» ZIEL DER ÜBUNG
Geben Sie aus der Liste nur die Zeilen zwischen den Zeilen mit „Detect person walking“ und „103,622,118,665“, beide eingeschlossen, samt Anweisungen erneut wieder. Verschieben Sie dabei jede Koordinate der Begrenzungsrahmen in den Antworten um +24.

» BEREITGESTELLTE EINTRÄGE
· · · · · · ·
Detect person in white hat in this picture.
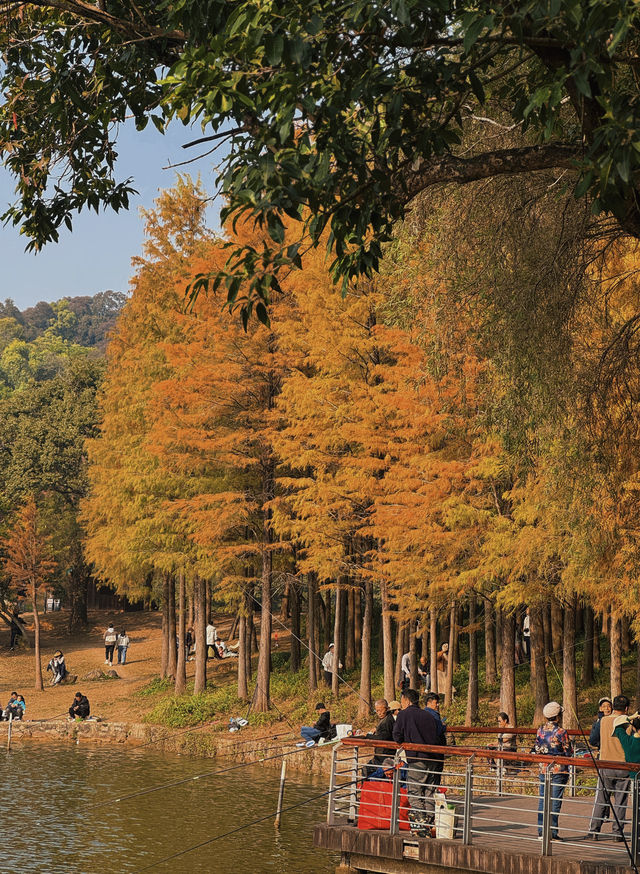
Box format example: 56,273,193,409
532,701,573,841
· · · · · · ·
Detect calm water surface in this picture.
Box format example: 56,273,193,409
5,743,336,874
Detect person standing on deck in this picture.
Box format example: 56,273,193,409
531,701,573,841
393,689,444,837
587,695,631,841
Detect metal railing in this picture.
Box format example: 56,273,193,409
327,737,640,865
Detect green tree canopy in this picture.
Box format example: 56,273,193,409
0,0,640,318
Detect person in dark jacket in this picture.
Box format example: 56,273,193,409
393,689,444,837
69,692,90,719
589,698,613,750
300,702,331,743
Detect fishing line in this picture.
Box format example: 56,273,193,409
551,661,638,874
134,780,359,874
· · · · · · ·
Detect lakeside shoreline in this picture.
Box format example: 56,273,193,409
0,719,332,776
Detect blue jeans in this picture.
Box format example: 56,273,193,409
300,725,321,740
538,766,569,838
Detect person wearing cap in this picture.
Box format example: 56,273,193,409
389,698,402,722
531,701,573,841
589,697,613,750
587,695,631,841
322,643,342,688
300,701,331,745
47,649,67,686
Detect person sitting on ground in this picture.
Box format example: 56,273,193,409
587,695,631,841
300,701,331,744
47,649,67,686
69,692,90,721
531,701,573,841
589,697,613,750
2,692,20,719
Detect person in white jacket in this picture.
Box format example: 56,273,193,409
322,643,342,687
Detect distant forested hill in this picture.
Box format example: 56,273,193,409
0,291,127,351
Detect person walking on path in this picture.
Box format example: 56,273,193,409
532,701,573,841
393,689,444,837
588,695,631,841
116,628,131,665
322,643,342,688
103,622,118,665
· · · · · · ·
» LÖSUNG DER ÜBUNG
Detect person walking on path in this picture.
Box format example: 56,273,193,409
556,725,597,865
417,713,468,861
612,719,655,865
140,652,155,689
346,667,366,712
127,646,142,689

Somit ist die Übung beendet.